**Instruction:** Reproduce all of the lines below, requests included, scaling each x and y coordinate in the answers by 1.25. Round the results to whole numbers, with halves going up.

(Dataset entries)

━━━━━━━━━━━━━━━━

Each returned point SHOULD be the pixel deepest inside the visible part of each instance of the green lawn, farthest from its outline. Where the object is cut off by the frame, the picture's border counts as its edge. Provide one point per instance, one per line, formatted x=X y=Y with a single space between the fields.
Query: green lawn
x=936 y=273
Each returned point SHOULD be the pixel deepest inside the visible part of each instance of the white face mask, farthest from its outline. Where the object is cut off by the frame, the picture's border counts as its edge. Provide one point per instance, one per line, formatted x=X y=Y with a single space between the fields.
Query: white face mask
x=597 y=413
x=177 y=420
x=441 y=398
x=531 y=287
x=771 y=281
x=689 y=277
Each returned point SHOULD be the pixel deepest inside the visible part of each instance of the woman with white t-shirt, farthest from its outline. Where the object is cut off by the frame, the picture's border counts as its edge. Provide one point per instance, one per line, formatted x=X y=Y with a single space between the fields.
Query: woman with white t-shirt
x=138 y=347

━━━━━━━━━━━━━━━━

**Expected output:**
Each returned point SHOULD be the pixel deepest inside the visible part of each instance of the green lawn, farthest from its outline. Where the object is cut off by the frame, the picture's border counts as its edge. Provide one point per instance, one per line, formatted x=X y=Y with a single space between the fields.
Query: green lawn
x=1170 y=341
Each returned point SHOULD be the pixel deepest inside the visible part of each instance of the white face mask, farthest from its outline. Where the object is cut off by the frame, the picture's border counts as its edge. Provide one point per instance, one per line, formatted x=X y=Y with a single space between the fields.
Query: white face mask
x=746 y=516
x=221 y=525
x=551 y=498
x=664 y=359
x=964 y=351
x=861 y=346
Each returned point SHOULD be the pixel deepest inside the visible part of each instance of the woman with white t-shirt, farthest from its outline. Where the object is cut off by the frame, the picture's border counts as its edge. Provide one point per instance, one per line, formatted x=X y=Y with a single space between the fields.
Query: woman with white t-shirt
x=173 y=434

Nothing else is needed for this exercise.